#### [Exercise instructions]
Print the rows below exactly as they appear, starting at the line that contains "TARGET = breaded asparagus spear" and ending after the line that contains "column 75, row 744", including both of those lines.

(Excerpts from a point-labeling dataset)
=======

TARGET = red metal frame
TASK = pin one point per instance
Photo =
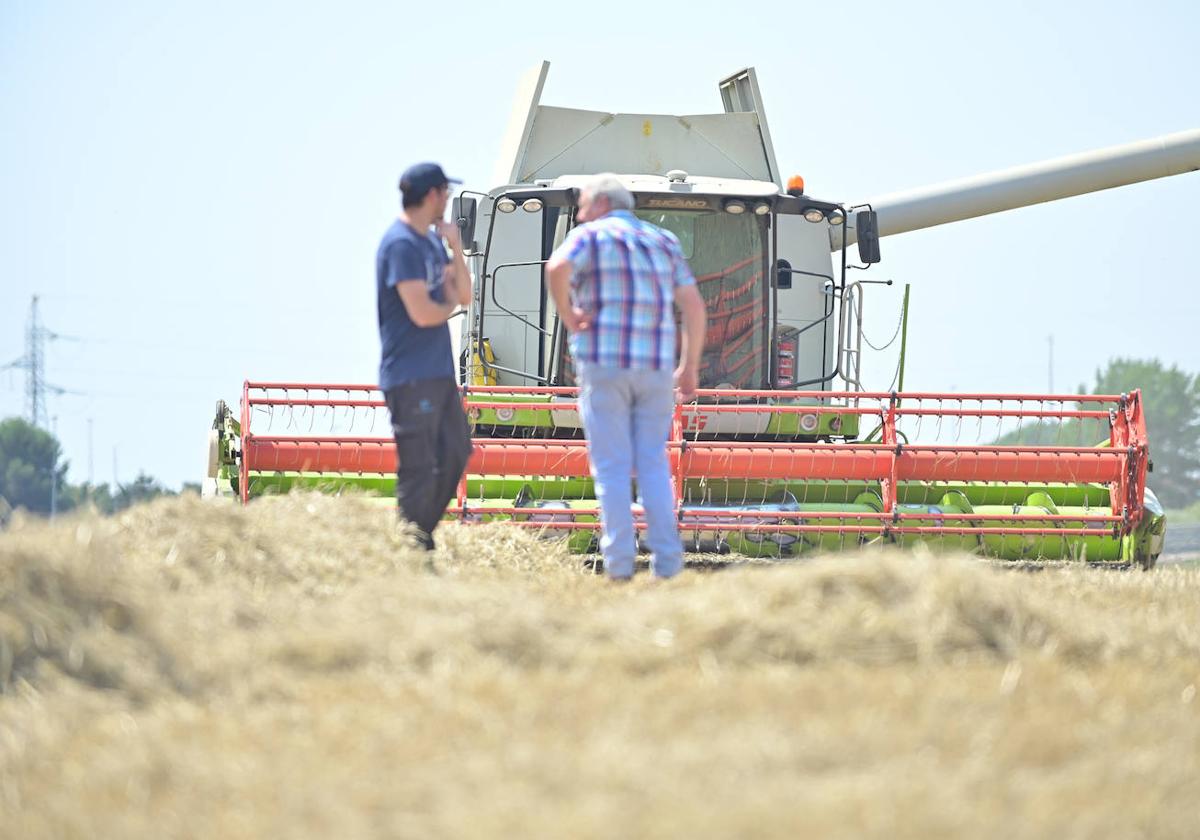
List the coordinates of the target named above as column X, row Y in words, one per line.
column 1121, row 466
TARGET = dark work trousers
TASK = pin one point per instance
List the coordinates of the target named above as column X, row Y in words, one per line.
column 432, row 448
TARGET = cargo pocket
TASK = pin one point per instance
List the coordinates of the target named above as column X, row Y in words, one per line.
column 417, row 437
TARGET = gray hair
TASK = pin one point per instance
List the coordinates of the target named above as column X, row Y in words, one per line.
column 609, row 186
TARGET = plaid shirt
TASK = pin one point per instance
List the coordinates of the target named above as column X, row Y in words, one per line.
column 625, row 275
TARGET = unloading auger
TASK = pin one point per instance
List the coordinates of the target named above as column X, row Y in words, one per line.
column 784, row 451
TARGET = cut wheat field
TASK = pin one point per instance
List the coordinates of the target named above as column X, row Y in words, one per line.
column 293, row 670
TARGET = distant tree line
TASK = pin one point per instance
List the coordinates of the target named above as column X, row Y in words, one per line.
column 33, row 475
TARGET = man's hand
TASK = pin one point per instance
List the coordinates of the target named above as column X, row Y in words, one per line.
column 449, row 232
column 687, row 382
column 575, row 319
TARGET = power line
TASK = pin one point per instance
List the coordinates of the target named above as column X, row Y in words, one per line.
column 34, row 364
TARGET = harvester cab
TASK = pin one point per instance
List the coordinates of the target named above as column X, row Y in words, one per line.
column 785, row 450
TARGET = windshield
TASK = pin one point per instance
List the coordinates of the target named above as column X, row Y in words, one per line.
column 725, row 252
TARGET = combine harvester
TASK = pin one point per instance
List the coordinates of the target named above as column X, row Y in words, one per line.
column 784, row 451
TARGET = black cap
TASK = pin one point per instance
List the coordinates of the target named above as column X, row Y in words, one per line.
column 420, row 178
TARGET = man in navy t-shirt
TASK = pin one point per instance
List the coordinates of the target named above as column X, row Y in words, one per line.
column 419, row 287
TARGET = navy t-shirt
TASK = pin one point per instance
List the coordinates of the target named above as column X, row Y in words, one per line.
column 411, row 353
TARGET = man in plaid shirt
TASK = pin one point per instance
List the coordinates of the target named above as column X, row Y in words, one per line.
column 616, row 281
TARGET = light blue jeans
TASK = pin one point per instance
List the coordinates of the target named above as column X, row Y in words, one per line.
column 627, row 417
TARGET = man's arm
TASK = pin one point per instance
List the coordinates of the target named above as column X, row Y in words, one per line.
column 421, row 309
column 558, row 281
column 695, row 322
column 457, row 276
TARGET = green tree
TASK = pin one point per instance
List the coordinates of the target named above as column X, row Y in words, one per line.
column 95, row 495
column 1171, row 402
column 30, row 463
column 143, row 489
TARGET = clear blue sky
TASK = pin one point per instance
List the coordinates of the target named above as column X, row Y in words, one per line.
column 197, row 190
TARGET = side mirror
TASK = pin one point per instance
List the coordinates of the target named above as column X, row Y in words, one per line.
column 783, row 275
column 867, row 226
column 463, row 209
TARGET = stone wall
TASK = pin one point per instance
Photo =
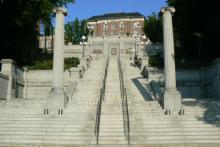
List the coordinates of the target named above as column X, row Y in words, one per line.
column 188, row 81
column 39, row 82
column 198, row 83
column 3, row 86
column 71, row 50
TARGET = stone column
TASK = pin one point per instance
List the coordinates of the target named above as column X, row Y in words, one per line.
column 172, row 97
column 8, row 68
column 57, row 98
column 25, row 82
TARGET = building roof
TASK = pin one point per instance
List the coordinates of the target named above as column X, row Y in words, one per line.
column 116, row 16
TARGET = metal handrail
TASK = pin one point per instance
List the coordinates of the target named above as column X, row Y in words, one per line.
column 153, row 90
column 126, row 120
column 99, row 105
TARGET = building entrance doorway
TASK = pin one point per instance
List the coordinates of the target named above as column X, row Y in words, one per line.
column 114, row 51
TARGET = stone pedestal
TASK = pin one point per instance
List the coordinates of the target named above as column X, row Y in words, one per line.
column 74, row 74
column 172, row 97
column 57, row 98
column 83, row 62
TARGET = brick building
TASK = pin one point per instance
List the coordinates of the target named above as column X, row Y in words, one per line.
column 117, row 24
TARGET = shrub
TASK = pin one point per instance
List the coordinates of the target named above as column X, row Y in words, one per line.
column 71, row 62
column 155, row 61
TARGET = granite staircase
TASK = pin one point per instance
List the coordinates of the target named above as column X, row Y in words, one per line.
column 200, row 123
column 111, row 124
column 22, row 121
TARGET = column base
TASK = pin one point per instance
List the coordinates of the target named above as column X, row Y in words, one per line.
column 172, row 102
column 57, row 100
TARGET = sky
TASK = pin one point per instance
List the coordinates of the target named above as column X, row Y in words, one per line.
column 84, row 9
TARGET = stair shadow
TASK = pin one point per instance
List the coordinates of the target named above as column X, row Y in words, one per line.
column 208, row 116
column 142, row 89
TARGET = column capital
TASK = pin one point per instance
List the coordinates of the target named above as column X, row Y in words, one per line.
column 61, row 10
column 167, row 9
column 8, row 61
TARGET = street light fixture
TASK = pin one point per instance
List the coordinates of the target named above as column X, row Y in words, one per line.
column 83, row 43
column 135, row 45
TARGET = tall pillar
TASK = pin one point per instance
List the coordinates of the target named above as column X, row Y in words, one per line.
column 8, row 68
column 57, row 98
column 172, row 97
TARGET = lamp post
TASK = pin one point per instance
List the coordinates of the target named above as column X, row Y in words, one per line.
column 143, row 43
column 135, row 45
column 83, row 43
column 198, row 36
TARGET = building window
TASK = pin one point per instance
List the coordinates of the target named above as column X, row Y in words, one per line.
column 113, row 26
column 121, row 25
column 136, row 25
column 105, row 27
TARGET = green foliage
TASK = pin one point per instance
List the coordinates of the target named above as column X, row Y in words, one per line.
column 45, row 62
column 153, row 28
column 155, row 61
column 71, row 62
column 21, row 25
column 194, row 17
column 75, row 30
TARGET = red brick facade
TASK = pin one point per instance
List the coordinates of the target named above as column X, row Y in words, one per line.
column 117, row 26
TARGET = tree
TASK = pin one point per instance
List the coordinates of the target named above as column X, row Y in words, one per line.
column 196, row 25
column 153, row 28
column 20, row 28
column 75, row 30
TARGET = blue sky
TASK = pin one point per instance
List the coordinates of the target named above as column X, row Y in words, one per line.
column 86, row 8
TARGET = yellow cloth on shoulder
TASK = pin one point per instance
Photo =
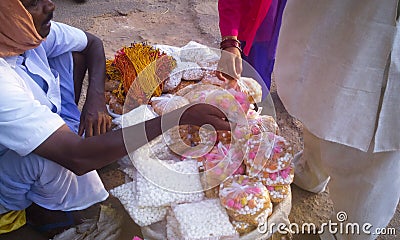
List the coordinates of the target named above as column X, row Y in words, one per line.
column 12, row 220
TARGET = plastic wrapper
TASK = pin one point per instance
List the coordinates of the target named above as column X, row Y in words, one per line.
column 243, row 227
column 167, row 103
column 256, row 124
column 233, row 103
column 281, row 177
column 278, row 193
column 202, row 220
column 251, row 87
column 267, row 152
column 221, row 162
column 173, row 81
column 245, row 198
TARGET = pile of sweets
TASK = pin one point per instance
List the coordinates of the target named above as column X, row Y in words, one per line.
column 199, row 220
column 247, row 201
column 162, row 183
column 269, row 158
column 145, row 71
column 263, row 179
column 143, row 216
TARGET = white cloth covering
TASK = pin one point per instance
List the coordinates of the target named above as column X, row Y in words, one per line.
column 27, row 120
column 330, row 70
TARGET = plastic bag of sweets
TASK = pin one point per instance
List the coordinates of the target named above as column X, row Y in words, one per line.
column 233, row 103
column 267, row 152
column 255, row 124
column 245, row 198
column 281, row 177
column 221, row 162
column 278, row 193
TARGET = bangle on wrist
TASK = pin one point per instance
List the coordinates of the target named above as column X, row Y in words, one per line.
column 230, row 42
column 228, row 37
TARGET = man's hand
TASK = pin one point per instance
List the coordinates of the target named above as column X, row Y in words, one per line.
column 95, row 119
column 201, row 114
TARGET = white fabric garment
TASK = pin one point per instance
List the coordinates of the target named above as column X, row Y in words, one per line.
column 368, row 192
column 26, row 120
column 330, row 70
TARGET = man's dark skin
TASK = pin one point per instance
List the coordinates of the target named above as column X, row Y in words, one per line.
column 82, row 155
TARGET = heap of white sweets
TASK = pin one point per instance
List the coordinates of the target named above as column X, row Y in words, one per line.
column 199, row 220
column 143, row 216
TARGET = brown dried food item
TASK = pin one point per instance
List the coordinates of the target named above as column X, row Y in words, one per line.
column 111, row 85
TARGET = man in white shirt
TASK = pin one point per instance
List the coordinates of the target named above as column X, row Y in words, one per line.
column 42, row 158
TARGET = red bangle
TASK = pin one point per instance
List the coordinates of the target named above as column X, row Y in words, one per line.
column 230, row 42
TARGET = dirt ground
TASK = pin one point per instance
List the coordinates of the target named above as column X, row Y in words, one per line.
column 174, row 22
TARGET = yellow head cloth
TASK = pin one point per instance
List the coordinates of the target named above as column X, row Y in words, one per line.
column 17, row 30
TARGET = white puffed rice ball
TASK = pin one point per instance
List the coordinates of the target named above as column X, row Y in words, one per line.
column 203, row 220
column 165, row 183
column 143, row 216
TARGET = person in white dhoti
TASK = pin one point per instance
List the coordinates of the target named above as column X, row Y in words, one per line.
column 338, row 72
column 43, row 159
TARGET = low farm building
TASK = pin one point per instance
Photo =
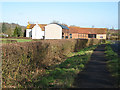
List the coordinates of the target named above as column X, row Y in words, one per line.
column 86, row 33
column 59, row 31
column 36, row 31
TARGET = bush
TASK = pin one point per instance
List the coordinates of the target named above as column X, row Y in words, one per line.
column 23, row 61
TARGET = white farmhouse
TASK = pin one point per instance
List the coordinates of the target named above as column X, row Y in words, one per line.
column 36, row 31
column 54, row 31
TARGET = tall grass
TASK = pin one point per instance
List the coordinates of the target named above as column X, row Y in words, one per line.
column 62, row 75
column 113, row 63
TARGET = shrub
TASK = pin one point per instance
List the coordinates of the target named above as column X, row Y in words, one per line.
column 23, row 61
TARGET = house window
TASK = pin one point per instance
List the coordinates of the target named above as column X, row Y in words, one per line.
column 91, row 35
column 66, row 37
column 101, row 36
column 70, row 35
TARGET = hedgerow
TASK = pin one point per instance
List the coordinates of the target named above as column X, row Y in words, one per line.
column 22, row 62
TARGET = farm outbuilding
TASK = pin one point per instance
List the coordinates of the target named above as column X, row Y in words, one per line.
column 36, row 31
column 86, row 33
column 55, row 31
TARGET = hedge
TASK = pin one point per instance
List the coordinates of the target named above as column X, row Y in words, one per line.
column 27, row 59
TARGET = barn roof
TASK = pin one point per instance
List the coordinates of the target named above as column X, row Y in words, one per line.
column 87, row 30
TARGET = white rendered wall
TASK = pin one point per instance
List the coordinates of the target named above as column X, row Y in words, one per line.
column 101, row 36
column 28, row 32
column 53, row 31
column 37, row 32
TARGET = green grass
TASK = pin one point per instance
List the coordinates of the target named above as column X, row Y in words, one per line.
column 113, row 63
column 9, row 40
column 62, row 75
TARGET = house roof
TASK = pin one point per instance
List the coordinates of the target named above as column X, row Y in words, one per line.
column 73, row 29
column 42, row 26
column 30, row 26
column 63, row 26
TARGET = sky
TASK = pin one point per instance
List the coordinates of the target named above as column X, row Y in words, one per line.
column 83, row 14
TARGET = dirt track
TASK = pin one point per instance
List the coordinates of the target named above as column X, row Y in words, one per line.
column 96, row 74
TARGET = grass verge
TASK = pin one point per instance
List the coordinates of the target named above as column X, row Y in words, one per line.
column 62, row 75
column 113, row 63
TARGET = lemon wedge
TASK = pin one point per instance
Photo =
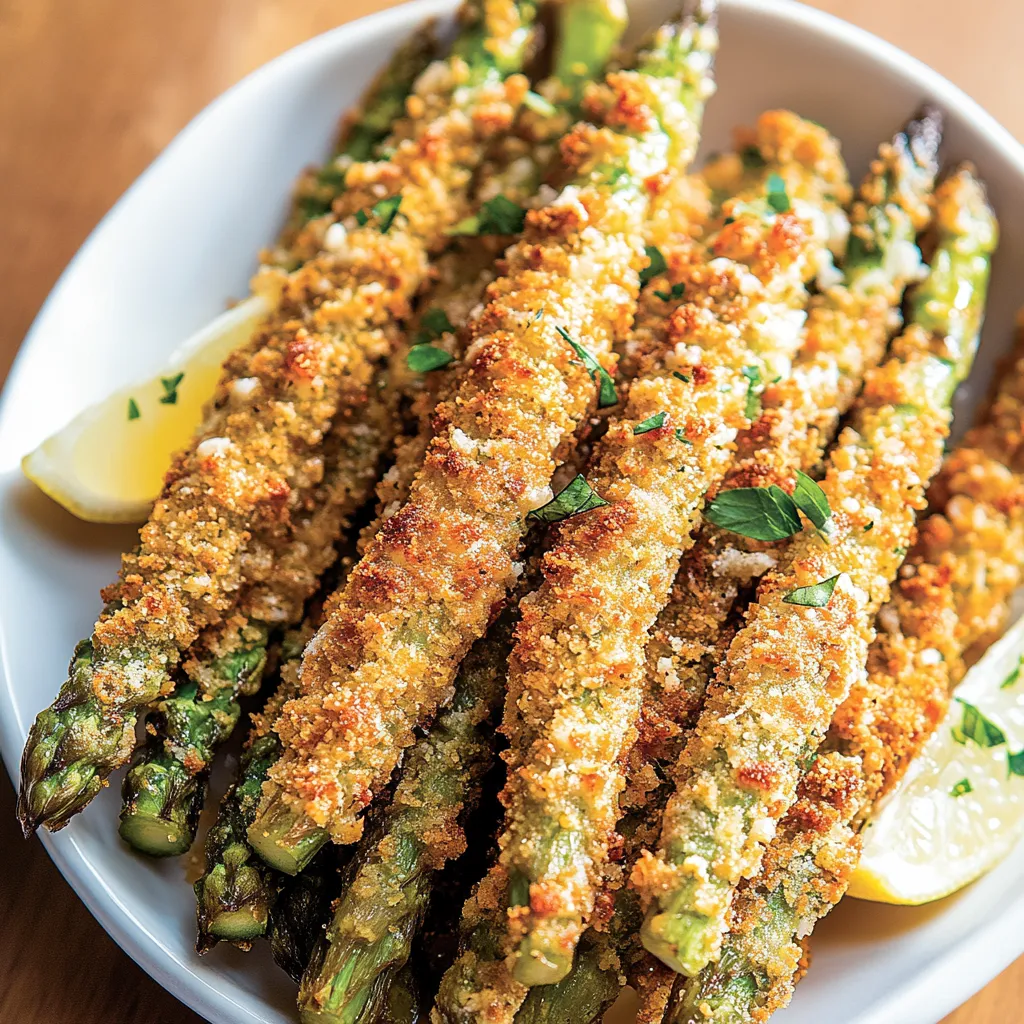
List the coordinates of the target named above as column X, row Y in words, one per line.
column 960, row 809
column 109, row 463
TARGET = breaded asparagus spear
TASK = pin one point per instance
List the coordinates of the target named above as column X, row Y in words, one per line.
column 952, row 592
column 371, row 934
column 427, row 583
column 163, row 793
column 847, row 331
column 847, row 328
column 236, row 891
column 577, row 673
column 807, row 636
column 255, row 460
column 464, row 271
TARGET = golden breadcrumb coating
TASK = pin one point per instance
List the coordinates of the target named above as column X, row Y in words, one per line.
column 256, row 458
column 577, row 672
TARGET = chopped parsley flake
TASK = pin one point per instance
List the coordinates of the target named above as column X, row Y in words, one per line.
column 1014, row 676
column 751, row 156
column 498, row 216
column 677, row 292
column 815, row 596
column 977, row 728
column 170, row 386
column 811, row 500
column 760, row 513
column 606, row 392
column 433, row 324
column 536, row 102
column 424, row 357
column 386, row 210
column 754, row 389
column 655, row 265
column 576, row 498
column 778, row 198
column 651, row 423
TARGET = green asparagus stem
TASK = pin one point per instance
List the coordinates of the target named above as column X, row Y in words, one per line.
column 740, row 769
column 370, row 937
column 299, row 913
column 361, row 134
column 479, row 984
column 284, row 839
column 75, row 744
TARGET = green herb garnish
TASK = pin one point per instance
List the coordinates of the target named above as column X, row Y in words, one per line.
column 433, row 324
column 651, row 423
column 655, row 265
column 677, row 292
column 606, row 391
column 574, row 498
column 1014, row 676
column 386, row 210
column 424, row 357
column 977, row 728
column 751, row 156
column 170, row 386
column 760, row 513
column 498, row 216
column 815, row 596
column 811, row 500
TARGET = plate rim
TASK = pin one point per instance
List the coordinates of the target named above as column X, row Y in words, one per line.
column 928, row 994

=======

#### [Full output]
TARGET = breaded asparagus spear
TASK = pin one point per instance
List the coordinates of the target named above as column X, row Y in words, one per line.
column 952, row 592
column 371, row 934
column 427, row 583
column 163, row 793
column 847, row 331
column 847, row 328
column 236, row 891
column 577, row 673
column 807, row 636
column 255, row 460
column 464, row 271
TARGET = golden breadcrumb coating
TASK = pin one point per instance
List the coordinates of the target named above as column X, row Y in words, one per line.
column 256, row 458
column 577, row 672
TARGET = chopped parsley flake
TASK = pin one point per instance
List the coordinates of the target named above as column X, row Y in words, one per line.
column 1014, row 676
column 751, row 156
column 498, row 216
column 677, row 292
column 815, row 596
column 977, row 728
column 170, row 386
column 811, row 500
column 760, row 513
column 606, row 392
column 433, row 324
column 536, row 102
column 424, row 357
column 386, row 210
column 754, row 389
column 655, row 265
column 576, row 498
column 778, row 198
column 651, row 423
TARGET = green asparagus stem
TASK = pin one point per instance
List the coordinates of the target named above as column X, row Y in words, one per line.
column 740, row 769
column 370, row 937
column 299, row 913
column 361, row 134
column 479, row 984
column 284, row 839
column 75, row 744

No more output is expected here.